> **WORK ITEM**
Below are the entries; give again exactly the lines from the one mentioning "Detection annotation — mark the fur" through the one mentioning "Detection annotation — mark the woman's ear", inclusive.

[Start of Attachment]

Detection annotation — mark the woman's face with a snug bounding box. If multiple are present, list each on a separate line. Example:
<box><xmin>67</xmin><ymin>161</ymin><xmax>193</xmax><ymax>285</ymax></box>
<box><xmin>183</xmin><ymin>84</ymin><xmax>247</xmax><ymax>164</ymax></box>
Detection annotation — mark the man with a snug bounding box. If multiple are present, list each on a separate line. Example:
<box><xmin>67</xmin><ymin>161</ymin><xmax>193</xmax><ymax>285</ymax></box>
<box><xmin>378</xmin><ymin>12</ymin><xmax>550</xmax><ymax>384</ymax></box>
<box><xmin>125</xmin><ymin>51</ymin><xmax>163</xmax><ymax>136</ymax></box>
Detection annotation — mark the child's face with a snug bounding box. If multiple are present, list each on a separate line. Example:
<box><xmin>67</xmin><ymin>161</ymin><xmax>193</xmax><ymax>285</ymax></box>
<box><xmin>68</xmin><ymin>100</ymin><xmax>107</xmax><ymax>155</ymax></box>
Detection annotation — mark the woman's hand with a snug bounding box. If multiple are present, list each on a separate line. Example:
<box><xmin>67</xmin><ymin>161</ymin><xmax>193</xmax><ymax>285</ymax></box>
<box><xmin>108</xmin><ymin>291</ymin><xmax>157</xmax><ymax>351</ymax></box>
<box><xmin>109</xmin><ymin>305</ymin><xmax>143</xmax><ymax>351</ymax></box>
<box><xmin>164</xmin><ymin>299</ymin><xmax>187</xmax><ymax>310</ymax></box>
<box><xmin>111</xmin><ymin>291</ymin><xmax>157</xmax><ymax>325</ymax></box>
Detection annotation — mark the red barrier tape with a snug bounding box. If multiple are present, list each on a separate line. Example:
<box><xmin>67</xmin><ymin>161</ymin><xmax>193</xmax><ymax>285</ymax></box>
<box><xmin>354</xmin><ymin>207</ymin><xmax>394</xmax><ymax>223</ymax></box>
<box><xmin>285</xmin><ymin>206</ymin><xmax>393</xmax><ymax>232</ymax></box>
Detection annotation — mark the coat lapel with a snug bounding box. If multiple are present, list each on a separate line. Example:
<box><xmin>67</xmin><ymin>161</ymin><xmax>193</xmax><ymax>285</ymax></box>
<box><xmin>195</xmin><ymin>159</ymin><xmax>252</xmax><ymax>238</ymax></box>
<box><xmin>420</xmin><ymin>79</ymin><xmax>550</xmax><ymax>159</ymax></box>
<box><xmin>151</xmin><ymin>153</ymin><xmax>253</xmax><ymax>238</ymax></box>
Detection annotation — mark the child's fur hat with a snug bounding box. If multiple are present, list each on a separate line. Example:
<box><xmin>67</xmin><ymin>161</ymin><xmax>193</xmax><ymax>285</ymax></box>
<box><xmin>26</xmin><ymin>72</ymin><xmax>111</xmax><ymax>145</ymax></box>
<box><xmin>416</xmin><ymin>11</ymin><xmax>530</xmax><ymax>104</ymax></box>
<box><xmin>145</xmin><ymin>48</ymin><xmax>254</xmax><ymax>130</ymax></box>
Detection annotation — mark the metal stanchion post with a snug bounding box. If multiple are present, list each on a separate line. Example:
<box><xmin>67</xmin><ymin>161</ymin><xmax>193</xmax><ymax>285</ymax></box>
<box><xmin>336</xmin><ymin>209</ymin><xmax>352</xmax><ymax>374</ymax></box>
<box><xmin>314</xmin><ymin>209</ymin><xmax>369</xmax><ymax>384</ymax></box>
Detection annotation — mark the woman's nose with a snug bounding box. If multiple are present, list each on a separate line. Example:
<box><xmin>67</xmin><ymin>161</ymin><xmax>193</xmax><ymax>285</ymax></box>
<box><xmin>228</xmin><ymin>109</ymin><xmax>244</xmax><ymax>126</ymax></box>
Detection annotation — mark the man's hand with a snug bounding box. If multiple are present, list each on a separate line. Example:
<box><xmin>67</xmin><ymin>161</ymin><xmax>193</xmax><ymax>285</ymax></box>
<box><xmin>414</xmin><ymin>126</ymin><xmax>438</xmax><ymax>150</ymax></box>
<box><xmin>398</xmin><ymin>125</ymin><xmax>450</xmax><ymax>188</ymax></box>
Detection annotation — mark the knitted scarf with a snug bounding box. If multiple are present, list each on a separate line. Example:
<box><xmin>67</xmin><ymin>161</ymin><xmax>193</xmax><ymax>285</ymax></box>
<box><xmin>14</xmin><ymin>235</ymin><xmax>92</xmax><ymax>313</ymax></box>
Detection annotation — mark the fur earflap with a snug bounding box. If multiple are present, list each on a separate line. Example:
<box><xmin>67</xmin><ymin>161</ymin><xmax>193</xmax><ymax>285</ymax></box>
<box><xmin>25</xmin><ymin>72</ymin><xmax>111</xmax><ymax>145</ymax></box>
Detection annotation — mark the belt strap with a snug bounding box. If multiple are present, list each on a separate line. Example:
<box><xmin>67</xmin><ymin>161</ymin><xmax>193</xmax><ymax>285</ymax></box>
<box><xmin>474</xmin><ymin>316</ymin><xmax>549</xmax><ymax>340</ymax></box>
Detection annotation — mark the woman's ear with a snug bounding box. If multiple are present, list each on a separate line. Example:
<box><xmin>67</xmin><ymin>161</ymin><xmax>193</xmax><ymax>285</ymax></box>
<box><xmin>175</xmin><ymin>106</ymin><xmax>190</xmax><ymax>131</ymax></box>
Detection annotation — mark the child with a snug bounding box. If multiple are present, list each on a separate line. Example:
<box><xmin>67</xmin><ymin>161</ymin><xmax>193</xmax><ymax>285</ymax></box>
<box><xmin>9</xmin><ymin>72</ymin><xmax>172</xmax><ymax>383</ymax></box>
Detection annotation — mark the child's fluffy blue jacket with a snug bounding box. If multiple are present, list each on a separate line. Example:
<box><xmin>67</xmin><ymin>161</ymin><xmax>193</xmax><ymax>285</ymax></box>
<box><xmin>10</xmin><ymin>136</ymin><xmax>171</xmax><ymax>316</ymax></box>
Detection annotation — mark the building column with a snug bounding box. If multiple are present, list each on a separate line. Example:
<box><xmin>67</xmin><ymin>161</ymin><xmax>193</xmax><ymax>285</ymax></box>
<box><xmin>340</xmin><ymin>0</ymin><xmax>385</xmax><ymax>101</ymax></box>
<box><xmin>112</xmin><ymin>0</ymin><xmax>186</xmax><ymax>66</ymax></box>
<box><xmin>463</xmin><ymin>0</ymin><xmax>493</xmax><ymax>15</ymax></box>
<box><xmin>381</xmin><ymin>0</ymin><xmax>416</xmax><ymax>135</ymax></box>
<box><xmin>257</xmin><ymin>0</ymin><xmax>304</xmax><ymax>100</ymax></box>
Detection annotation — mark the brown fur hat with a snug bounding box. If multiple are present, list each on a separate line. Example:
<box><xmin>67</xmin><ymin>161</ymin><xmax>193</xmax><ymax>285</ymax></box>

[End of Attachment]

> **SOLUTION FOR THIS EXERCISE**
Detection annotation — mark the fur earflap with a snug bounding box. If multiple are present, list each on a separate line. Example:
<box><xmin>67</xmin><ymin>161</ymin><xmax>193</xmax><ymax>285</ymax></box>
<box><xmin>25</xmin><ymin>72</ymin><xmax>111</xmax><ymax>145</ymax></box>
Detection annotation — mark the belt strap with a snug bounding box. If multiple are present, list each on a separate line. Example:
<box><xmin>67</xmin><ymin>161</ymin><xmax>193</xmax><ymax>285</ymax></box>
<box><xmin>474</xmin><ymin>316</ymin><xmax>549</xmax><ymax>340</ymax></box>
Detection annotation — mark the woman's ear with a snug bounding box. If multiple are present, list each on a separate line. Example:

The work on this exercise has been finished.